Consignes:
1. Répondez à ces questions d'après l'extrait sur la peste porcine :
(a) Combien de porcs les infrastructures de Gérald lui permettent-elles d'abriter ?
(b) De quel pourcentage la personne avec qui travaille Gérald a-t-elle diminué sa capacité ?
(c) De combien les prix belges de la viande de porc se trouvent-ils sous la moyenne européenne ?
2. Résumez l'extrait sur la peste porcine en deux phrases.
3. Écrivez la suite de l'extrait sur la peste porcine, en partant de sa dernière phrase.

Extrait:
****************
Si tout n’a pas été parfait, Gérald tient à souligner la bonne gestion de la crise par les autorités wallonnes et fédérales. « Il faut saluer le travail des autorités : nous avons vécu le scénario le plus optimiste, en éradiquant la maladie aussi rapidement. A part la Belgique, seule la République tchèque à vaincre la PPA. Ce n’est pas rien. » 

Si la crise a été bien gérée sur le plan épidémique, il juge également que les aides apportées étaient pertinentes. « Nous avons été bien accompagnés une fois que toutes les mesures ont été mises en place. Bien sûr, il y a ce choc : “pourquoi ils nous demandent de tous les abattre ?” Puis une fois que nous avons reçu toutes les explications, la décision était, au final, logique. Il faut se rendre compte qu’ici, dans la province du Luxembourg, nous sommes un grain de sable, quand on nous compare aux autres régions. Abattre de manière préventive permettait de protéger tous les autres acteurs du secteur  », détaille-t-il.

« Je suis arrivé au bout de mon modèle  »

Depuis février, Gérald a pu recommencer à accueillir des porcs au sein de son exploitation de Montquintin (Rouvroy). Si ses infrastructures lui permettent d’abriter 1 000 porcs, il ne tourne plus qu’avec 800 animaux, pour raisons économiques. « Je travaille en intégration : les porcelets sont placés chez moi, engraissés, puis ils repartent. Ma plus grande crainte, c’était d’avoir été remplacé. Mais la personne avec qui je travaille était là au moment de la reprise. Le problème, c’est que la situation actuelle est très mauvaise au niveau de la viande de porc. Il a donc diminué sa capacité actuelle de 20 %. Pour le moment, tous les facteurs pris en compte, il perd à peu près 50 euros par porc qu’il place chez moi… »

Comme pour Pauline, Gérald pointe les courbes inversées des coûts et des bénéfices. « Actuellement, le prix de la viande de porc a chuté à moins d’un euro du kilo. Quant à la Belgique, nos prix se trouvent 15 cents sous la moyenne européenne. Officiellement, rien ne justifie cette situation… hormis la mauvaise presse liée au fait que nous avons eu des cas de peste porcine… », s’interroge-t-il.
****************
Données:
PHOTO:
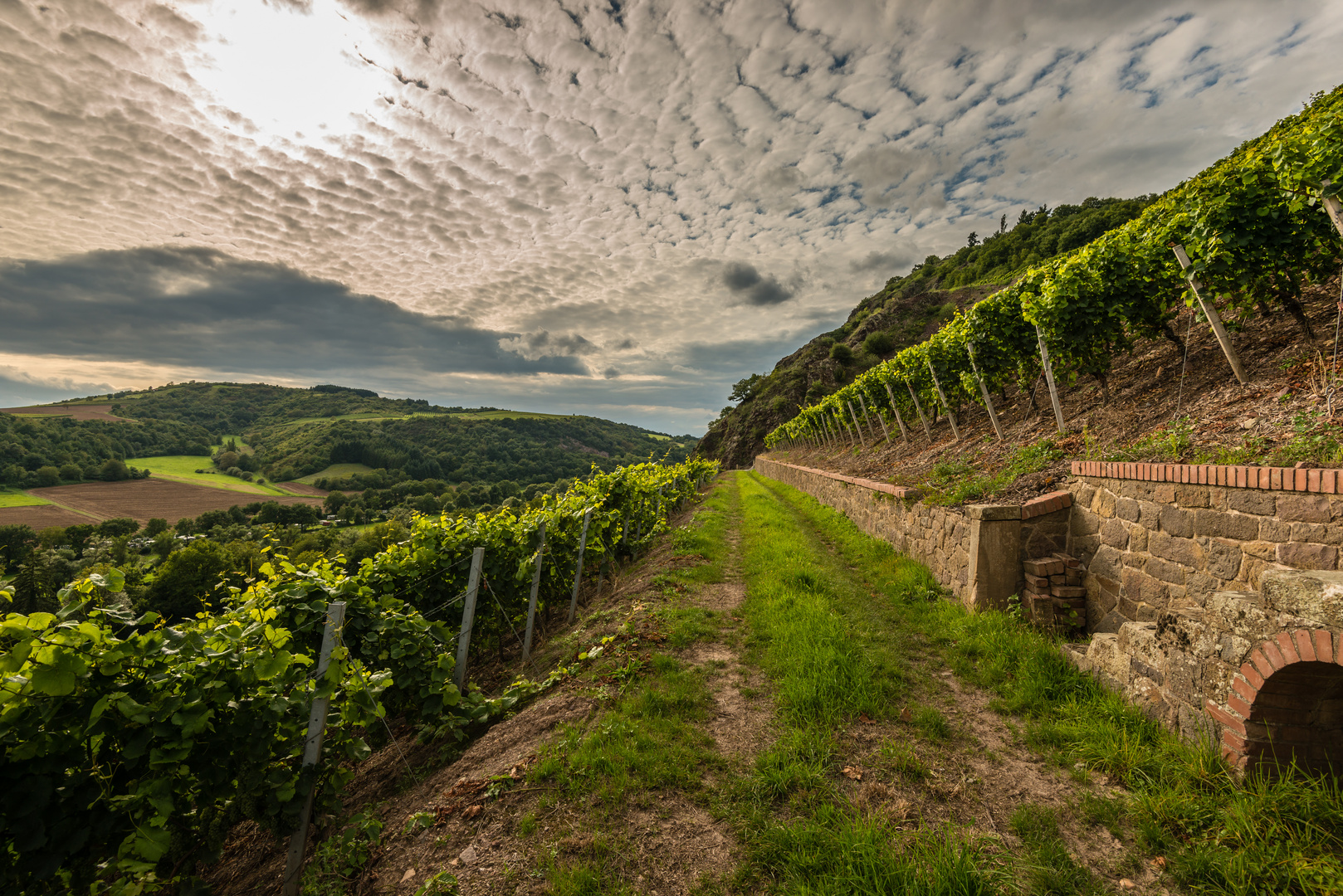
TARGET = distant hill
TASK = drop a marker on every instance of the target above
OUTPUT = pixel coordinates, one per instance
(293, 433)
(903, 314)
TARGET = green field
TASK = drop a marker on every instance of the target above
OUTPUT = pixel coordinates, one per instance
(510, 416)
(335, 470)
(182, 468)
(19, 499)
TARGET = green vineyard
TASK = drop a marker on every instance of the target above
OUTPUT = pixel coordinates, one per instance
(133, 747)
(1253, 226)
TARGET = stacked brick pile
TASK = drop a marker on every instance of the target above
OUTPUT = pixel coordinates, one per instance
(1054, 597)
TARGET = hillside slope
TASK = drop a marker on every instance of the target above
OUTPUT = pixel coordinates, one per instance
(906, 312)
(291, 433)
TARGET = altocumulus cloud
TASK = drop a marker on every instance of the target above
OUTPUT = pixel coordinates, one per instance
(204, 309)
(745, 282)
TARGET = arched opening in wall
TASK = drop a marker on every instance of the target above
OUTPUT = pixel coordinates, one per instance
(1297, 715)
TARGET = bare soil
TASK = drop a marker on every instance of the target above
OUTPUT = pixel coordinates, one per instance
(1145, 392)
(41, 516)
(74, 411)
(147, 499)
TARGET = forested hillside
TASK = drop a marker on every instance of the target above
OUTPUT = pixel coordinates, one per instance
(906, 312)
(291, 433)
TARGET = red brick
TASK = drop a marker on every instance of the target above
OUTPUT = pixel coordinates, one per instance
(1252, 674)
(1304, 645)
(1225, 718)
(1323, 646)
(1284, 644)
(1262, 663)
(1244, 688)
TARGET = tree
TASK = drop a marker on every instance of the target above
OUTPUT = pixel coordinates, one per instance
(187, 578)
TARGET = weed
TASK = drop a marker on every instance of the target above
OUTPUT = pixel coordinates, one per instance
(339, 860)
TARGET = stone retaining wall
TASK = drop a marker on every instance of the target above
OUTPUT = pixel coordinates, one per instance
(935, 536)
****************
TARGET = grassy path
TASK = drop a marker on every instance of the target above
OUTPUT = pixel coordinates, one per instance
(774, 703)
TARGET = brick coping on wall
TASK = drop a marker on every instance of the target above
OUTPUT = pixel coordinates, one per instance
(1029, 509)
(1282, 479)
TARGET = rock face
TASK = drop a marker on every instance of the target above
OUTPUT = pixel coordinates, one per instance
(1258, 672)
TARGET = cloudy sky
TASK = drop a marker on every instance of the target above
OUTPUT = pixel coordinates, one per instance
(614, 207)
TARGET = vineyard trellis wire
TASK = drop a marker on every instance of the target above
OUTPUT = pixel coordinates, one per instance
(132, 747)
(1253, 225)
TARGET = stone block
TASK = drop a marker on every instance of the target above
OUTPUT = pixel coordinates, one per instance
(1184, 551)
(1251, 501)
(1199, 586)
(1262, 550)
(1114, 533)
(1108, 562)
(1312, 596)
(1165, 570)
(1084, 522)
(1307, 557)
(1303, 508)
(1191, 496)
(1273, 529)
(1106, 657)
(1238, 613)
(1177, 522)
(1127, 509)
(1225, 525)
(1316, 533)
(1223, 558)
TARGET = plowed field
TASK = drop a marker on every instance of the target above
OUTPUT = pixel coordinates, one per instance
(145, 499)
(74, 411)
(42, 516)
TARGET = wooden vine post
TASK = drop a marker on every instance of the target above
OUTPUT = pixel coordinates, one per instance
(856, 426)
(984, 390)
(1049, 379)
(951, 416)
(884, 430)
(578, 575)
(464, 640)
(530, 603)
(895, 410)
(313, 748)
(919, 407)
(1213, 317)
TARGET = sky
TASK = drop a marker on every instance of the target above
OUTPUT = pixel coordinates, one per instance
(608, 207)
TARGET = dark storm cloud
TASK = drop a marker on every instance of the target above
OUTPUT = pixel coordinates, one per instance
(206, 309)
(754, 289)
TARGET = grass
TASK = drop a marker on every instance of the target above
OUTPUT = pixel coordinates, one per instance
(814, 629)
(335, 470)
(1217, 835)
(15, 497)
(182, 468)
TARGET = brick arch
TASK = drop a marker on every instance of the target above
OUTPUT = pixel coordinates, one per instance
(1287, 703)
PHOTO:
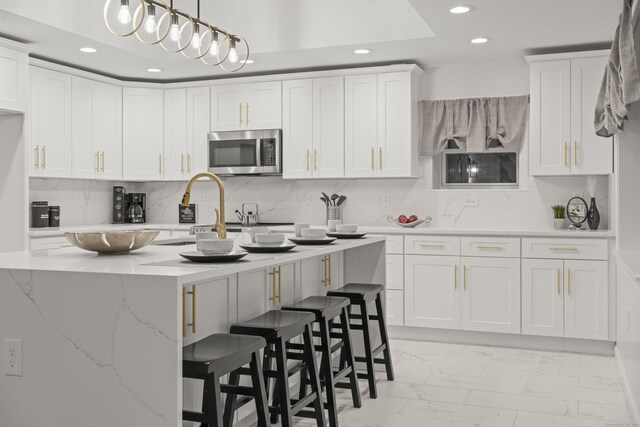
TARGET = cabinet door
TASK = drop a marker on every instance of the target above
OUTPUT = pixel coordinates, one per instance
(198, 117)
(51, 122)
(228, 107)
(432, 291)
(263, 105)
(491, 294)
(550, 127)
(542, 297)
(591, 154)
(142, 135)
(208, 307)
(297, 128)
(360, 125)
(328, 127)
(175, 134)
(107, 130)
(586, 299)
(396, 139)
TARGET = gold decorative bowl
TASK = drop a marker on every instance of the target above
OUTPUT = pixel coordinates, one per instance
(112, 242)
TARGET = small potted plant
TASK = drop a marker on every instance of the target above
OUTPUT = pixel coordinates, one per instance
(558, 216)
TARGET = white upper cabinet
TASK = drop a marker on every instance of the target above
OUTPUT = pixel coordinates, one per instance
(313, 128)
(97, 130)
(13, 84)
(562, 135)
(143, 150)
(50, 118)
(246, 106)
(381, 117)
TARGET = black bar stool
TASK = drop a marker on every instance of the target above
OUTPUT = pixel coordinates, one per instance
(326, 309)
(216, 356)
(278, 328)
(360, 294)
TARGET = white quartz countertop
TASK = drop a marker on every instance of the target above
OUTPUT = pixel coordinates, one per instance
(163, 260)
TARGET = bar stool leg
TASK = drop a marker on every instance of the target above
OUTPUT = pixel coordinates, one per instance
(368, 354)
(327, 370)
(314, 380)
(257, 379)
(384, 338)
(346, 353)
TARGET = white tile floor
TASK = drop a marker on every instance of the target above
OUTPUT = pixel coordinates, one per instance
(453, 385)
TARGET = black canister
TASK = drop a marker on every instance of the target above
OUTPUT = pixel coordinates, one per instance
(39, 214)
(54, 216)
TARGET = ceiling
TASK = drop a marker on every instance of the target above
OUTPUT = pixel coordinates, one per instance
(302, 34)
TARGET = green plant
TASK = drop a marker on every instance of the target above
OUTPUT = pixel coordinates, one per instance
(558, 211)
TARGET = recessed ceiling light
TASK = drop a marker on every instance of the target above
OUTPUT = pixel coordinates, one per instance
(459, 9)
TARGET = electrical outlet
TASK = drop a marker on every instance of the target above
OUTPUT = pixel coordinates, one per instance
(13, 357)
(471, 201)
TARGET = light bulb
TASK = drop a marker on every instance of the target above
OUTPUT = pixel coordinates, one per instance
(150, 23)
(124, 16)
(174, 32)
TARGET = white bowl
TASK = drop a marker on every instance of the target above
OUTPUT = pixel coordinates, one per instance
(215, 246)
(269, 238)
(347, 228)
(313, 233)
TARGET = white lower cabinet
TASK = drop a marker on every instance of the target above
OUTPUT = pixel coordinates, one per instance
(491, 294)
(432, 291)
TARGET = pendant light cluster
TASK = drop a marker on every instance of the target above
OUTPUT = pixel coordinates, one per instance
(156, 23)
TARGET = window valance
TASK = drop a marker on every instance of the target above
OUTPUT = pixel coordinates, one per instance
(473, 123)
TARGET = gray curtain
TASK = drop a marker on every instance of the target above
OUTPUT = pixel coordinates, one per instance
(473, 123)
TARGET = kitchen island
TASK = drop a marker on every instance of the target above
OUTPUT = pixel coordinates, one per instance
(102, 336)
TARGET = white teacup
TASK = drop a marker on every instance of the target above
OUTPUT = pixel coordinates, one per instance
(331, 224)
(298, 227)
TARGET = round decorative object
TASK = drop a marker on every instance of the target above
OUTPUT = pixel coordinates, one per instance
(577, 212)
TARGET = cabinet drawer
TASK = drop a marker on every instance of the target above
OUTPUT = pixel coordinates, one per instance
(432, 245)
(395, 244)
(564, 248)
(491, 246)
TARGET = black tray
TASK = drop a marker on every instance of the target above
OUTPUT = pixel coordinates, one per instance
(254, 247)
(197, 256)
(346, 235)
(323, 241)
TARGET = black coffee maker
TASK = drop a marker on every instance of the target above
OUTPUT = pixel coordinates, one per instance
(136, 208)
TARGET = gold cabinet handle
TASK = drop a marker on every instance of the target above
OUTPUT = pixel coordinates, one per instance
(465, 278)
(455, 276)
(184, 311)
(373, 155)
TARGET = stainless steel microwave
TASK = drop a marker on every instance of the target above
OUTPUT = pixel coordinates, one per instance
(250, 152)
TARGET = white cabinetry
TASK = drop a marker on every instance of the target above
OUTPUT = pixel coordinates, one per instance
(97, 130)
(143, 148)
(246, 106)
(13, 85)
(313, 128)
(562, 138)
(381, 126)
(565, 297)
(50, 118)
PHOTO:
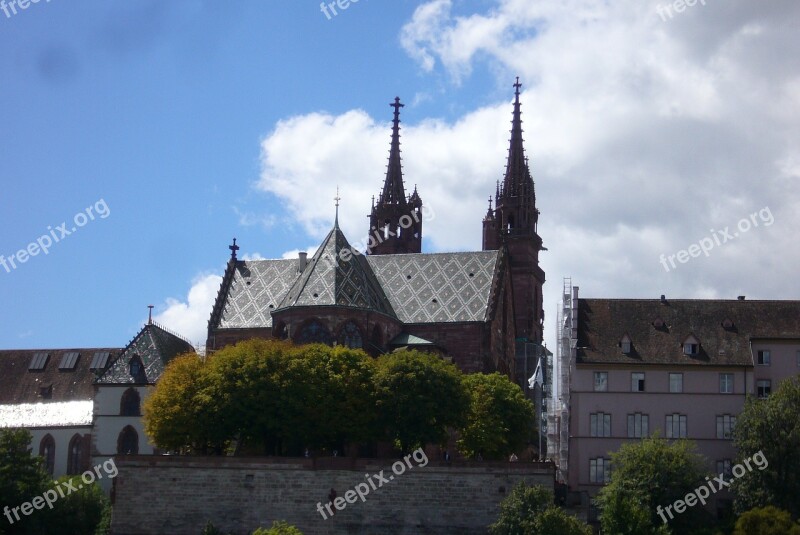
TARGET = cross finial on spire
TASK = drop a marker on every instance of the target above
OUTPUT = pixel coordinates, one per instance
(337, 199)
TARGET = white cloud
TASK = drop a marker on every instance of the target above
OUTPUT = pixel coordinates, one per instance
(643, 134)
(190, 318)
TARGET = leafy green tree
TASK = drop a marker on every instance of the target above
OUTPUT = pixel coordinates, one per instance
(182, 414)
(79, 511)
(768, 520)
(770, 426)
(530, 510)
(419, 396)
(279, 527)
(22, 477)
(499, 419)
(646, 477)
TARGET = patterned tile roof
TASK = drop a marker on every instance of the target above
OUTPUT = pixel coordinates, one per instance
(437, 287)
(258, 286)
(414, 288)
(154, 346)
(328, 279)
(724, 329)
****************
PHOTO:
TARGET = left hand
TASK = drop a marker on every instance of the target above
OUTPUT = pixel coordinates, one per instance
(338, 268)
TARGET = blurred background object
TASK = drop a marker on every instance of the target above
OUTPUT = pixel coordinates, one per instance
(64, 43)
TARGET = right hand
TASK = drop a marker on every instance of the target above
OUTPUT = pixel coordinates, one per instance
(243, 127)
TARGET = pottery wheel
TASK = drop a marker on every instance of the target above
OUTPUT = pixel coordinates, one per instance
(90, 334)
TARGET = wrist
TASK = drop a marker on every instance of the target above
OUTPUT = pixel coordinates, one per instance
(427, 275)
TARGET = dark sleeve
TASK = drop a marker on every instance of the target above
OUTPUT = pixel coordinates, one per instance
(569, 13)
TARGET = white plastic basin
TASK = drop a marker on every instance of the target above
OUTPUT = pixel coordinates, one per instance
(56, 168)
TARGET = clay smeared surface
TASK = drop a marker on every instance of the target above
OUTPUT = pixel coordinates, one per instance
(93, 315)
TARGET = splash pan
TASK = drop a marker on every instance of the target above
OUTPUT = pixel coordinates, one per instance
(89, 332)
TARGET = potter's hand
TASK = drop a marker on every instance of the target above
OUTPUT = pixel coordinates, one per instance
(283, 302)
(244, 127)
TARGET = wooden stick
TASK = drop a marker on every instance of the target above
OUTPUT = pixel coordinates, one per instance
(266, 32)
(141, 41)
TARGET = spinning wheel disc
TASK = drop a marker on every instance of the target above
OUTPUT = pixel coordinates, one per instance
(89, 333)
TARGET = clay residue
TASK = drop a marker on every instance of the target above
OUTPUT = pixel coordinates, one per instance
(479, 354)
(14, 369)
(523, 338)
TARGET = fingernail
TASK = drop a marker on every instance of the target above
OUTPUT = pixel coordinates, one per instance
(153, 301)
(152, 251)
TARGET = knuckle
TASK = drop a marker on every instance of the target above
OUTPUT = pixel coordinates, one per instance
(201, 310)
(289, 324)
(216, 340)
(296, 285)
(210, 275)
****************
Réponses:
1.
(a) 1 000 porcs.
(b) 20 %.
(c) 15 cents.

2. Gérald salue la gestion de la crise de la peste porcine par les autorités wallonnes et fédérales et juge pertinentes les aides apportées. Depuis février, il accueille de nouveau des porcs dans son exploitation de Montquintin, mais seulement 800 sur les 1 000 qu'il pourrait abriter, pour raisons économiques, alors que le prix de la viande de porc a chuté à moins d'un euro du kilo.

3.
Également actif dans le bovin, il note un même schéma pour tous les secteurs. « Le soja est passé de 600 euros/tonne en 2019, à 1 040/tonne en 2021. Pour le maïs, le prix a doublé de 220 la tonne à 450 la tonne. Or, le prix auquel je vends mes bêtes n’a pas changé… Et il me faut 150 kg/jour. Que ce soit pour mes bovins ou pour mes porcs, je les vends au même prix qu’il y a 20 ans. Pour être rentable, la seule solution était d’en faire plus. Depuis 2000, j’ai doublé la capacité de ma ferme. Mais aujourd’hui, j’arrive au bout de mon modèle : je travaille entre 70 et 80 heures par semaine. Plus, je ne saurais physiquement plus. »


« Payer le juste prix »

Pour affronter cet effondrement des prix, Gérald ne voit qu’une seule solution : conscientiser les consommateurs. « Les gens doivent se rendre compte qu’on ne peut pas avoir tout pour rien. La seule solution, c’est de payer les exploitants un prix juste pour leur travail et leurs produits. Comment voulez-vous qu’on produise des tranches de porc pour 4 euros du kilo ? Tous les coûts sont en train d’exploser, les aliments, les matières premières, etc. Les prix vont finir par s’en ressentir. Mais cet argent ne revient jamais au producteur », peste-t-il.

Et si les prix frôlent le plancher, c’est également à la suite de la mise en concurrence des agriculteurs européens avec ceux d’autres continents aux normes et méthodes bien différentes. « L’Union européenne est en train de perdre sa souveraineté alimentaire. Avec des accords comme le Mercosur ou l’arrivée de produits venus des Etats-Unis, nous sommes mis en concurrence avec des gens qui n’ont pas les mêmes normes que nous. Alors oui, forcément, ils produisent pour moins cher. Mais le jour où ces pays ne pourront plus exporter vers l’Europe, et que nous serons à court de nourriture, il sera trop tard… On ne peut pas faire sans producteurs locaux », conclut-il.